Improving Opinion-Traget Extraction with Character-Level Word Embeddings

Research code for the paper "Improving Opinion-Traget Extraction with Character-Level Word Embeddings", to be published at the workshop on "Subword and Character LEvel Models in NLP" at the EMNLP 2017 (https://sites.google.com/view/sclem2017/home)

Abstract

Fine-grained sentiment analysis is receiving increasing attention in recent years. Extracting opinion target expressions (OTE) in reviews is often an important step in fine-grained, aspect-based sentiment analysis. Retrieving this information from user-generated text, however, can be difficult. Customer reviews, for instance, are prone to contain misspelled words and are difficult to process due to their domain-specific language. In this work, we investigate whether character-level models can improve the performance for the identification of opinion target expressions. We integrate information about the character structure of a word into a sequence labeling system using character-level word embeddings and show their positive impact on the system's performance. Specifically, we obtain an increase by 3.3 points F1-score with respect to our baseline model. In further experiments, we reveal encoded character patterns of the learned embeddings and give a nuanced view of the performance differences of both models.

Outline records

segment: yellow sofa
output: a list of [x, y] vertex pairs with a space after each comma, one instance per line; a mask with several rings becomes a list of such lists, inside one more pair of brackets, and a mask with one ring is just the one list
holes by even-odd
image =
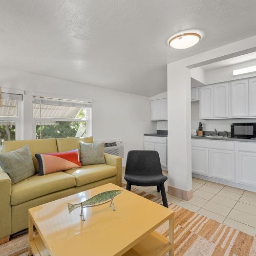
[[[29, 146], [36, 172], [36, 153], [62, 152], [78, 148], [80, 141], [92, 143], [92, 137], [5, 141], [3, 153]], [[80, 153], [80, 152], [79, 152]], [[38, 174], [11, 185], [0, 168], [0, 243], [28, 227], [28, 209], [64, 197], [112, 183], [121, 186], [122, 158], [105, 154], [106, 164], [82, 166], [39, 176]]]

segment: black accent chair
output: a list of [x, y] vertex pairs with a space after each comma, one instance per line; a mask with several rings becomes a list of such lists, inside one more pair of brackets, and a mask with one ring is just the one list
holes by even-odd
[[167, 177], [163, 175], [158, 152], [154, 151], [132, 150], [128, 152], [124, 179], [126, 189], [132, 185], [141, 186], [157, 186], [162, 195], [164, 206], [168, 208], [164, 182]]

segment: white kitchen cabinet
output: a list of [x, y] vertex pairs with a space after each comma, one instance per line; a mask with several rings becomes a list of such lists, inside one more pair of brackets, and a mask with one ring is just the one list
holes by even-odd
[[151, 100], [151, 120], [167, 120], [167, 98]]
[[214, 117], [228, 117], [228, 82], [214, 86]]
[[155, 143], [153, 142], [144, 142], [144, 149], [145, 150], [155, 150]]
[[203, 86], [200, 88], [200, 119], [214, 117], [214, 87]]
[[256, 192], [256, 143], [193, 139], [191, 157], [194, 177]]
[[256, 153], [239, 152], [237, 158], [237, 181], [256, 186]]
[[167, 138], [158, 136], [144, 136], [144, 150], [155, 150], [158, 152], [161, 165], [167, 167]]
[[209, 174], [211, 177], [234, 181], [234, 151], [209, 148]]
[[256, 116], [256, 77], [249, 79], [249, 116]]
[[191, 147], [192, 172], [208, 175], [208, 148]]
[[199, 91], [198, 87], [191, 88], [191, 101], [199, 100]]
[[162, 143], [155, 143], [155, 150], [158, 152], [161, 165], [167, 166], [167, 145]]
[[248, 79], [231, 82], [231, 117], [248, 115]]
--
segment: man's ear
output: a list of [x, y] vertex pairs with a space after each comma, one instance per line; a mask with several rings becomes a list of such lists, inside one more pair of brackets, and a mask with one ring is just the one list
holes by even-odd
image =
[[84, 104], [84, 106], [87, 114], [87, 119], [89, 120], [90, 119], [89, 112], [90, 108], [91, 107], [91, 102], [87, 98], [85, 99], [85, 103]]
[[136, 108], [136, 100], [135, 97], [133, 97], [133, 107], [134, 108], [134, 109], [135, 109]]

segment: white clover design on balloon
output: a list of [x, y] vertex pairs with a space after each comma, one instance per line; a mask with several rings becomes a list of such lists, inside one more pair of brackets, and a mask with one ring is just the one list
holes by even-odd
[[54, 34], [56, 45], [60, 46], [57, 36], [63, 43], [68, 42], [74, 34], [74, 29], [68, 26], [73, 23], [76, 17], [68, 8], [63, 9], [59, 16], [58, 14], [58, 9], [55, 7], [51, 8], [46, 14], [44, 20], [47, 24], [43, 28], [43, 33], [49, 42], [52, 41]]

- **Description of the task**
Revise the passage of the opinion-target extraction text from "Research code for" to "EMNLP 2017 (https://sites.google.com/view/sclem2017/home)", putting "conference" in place of "workshop".

- **Answer for the task**
Research code for the paper "Improving Opinion-Traget Extraction with Character-Level Word Embeddings", to be published at the conference on "Subword and Character LEvel Models in NLP" at the EMNLP 2017 (https://sites.google.com/view/sclem2017/home)